* _Your objective_
Using the material that follows, output exactly the lines from the one containing "mark the brick house | one pin per instance." through the one containing "mark the house | one pin per instance.", with both ends kept.

■ ■ ■ ■ ■ ■ ■

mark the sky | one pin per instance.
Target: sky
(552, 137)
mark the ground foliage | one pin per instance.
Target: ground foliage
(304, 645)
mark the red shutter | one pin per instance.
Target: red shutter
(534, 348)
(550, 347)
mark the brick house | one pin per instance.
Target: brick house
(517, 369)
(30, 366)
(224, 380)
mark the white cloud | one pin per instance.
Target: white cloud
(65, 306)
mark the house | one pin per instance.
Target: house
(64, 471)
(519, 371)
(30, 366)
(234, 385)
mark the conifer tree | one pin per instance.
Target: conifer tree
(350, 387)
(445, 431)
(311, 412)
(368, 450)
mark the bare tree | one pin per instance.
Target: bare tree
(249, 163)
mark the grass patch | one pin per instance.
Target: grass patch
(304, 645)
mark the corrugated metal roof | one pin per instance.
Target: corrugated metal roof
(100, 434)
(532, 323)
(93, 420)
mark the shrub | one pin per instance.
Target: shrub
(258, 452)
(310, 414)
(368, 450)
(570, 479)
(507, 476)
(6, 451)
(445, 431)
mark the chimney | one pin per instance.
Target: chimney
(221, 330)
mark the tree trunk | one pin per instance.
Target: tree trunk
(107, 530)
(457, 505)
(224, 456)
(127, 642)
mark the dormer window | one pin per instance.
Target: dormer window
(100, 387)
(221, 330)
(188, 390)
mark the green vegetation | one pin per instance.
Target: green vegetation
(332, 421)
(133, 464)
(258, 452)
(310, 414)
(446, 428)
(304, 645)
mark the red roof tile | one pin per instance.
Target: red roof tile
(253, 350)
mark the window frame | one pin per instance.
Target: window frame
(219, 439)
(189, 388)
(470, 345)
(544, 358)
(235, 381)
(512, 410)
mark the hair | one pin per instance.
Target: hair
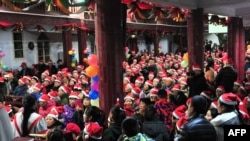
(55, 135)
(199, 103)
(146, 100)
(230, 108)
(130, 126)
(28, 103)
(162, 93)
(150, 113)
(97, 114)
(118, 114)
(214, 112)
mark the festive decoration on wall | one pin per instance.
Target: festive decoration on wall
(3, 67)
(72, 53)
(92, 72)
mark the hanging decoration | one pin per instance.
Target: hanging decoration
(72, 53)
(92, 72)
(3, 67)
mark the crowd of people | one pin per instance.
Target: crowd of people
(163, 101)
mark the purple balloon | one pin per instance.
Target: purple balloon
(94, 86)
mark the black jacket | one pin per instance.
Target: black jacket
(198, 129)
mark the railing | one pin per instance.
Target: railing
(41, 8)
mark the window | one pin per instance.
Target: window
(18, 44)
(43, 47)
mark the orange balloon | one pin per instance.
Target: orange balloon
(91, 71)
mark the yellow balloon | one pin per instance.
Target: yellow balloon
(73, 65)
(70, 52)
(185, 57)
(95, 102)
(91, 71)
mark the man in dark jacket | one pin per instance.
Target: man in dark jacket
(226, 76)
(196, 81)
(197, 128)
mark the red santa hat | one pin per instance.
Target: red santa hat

■ ■ ■ ■ ■ ■ ■

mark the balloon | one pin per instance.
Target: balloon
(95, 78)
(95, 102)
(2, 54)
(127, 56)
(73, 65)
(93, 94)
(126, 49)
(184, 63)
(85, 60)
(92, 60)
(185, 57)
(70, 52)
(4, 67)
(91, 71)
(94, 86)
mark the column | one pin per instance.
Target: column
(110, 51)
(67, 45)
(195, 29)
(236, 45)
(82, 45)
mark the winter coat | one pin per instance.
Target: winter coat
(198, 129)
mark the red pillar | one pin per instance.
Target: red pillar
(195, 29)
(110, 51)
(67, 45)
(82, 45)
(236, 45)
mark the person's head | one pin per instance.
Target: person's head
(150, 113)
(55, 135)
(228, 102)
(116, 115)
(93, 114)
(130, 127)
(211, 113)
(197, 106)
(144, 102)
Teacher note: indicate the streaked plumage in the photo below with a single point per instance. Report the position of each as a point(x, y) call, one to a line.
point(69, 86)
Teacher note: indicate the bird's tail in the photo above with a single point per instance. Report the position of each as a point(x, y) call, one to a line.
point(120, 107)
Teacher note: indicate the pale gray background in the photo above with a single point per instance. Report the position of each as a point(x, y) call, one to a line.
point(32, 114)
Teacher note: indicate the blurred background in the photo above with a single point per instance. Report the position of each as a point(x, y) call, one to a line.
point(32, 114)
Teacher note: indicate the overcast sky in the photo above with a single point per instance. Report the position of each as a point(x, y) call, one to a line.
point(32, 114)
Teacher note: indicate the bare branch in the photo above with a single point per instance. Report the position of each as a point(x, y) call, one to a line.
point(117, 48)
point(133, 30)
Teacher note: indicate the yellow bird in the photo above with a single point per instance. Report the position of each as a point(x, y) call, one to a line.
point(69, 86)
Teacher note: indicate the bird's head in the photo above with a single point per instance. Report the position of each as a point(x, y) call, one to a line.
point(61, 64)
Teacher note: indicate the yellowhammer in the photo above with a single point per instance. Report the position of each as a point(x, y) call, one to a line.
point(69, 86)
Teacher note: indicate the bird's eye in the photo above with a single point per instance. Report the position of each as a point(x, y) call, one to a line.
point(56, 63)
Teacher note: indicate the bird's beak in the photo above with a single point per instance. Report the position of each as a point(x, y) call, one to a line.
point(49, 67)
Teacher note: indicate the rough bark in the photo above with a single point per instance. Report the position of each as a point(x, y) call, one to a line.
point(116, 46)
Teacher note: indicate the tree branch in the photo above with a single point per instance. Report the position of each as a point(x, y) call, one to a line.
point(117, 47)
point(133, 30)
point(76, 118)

■ ■ ■ ■ ■ ■ ■

* _Your response_
mark the brick house | one pin per instance.
Target: brick house
(517, 369)
(30, 366)
(224, 380)
mark the white cloud | one pin per instance.
Target: white cloud
(65, 306)
mark the house | one pin per instance.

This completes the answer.